WORK INSTRUCTIONS
#1 Name the three things that the blog post on grieving says the amethyst heals.
#2 Reproduce word for word the part of the blog post on grieving that opens with the words containing "How To Grieve" and closes with "second group, unfortunately.".

EXCERPTED PASSAGE
↓↓↓
Wednesday, July 24, 2013

How To Grieve

It's funny how people around you either let you be, because they know every person grieves differently, or tell you what you need to do to grieve and get through your loss, because they are such an expert on how you are doing right now and know exactly how you're feeling. When I got my most recent tattoo, I received criticism from the likes of the second group, unfortunately.
March first I got a tattoo of an amethyst on the inside of my left arm. For one, it's my birth stone. But to me it's become more than that. The amethyst is a stone of healing to the mind, body and soul. And those three things have all been pretty much broken since we lost Korbin. So instead of wearing amethysts, why not tattoo one to carry with me forever? As long as I live, I will feel the pain in my heart from losing Korbin.
I got my amethyst on the inside of my left arm because of the idea that the left side is more closely connected to the heart, so maybe the blood flowing back to my heart will be 'healed' and then heal my broken heart. I know, I know. Sounds a little crazy, and like a bit of a stretch. But it's something I needed in my healing process, and I absolutely love my tattoo!
↑↑↑
SUPPLIED INFORMATION
↓↓↓
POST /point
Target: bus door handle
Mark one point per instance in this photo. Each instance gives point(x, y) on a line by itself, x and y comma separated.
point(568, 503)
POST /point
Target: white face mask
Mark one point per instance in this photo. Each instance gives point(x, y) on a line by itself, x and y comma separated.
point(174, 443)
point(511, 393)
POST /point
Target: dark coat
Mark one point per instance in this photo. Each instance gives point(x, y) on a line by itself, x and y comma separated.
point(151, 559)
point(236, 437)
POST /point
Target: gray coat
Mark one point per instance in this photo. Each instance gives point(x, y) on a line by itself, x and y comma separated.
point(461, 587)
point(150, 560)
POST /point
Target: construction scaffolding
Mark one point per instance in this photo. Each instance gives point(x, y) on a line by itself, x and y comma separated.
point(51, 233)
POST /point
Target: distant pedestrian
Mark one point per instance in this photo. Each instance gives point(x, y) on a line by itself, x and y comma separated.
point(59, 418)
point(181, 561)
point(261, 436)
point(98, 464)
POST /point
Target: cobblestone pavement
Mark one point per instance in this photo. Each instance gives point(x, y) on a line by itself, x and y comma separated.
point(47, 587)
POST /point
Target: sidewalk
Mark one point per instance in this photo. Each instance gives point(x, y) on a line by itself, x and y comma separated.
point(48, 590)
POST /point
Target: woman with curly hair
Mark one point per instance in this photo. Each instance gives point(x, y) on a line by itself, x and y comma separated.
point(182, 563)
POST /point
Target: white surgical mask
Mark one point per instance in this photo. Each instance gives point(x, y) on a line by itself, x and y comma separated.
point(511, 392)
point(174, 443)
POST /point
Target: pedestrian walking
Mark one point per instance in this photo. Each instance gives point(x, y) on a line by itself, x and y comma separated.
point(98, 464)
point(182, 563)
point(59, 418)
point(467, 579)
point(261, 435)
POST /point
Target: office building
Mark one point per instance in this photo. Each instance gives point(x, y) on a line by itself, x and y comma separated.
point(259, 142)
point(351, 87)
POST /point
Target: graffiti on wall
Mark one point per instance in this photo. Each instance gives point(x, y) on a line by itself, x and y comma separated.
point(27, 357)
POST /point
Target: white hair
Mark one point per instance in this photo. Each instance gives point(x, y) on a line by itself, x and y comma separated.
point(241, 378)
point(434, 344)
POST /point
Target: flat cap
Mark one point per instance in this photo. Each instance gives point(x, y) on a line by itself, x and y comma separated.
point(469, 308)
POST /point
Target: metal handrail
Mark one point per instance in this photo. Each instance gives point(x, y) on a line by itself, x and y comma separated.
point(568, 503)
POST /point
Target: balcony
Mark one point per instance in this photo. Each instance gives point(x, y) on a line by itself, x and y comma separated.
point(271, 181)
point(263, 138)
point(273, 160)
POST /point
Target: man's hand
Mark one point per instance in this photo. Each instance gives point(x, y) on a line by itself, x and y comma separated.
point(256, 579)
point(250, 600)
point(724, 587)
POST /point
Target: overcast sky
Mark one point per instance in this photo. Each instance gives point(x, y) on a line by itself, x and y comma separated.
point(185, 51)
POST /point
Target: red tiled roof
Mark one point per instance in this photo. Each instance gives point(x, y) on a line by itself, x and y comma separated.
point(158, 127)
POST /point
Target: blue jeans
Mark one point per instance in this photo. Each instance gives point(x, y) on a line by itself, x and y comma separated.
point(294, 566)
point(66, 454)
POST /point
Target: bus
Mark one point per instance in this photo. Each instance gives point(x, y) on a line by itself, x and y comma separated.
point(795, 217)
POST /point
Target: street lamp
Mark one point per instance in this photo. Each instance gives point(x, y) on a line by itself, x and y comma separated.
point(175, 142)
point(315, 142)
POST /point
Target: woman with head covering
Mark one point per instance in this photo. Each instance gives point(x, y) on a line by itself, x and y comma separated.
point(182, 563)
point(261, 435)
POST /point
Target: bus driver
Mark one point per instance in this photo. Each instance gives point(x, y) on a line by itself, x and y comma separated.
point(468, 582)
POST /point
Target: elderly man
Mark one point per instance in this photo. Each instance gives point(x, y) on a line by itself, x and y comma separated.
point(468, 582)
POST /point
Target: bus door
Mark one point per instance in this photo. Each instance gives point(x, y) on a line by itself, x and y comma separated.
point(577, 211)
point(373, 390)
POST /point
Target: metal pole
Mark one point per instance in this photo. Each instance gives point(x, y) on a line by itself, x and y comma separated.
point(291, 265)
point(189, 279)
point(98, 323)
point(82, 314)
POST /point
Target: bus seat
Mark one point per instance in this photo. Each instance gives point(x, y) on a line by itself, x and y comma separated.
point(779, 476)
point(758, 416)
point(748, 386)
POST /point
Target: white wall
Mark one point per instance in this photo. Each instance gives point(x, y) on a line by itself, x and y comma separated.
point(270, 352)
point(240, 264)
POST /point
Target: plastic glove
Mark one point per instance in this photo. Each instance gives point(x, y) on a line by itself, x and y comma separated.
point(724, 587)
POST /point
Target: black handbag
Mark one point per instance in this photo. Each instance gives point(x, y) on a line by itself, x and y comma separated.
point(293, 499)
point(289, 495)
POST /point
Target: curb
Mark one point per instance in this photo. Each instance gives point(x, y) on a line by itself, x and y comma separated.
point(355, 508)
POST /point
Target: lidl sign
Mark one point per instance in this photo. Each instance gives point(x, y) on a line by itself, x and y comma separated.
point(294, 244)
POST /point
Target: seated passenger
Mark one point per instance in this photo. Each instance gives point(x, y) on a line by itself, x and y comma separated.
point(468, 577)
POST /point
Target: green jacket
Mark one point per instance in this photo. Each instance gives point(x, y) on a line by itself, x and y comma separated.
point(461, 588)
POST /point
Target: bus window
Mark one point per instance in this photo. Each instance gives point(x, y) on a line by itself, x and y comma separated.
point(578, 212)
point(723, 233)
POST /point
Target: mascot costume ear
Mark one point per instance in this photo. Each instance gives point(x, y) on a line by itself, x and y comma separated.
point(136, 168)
↑↑↑
EXPECTED ANSWERS
#1 mind, body, soul

#2
How To Grieve

It's funny how people around you either let you be, because they know every person grieves differently, or tell you what you need to do to grieve and get through your loss, because they are such an expert on how you are doing right now and know exactly how you're feeling. When I got my most recent tattoo, I received criticism from the likes of the second group, unfortunately.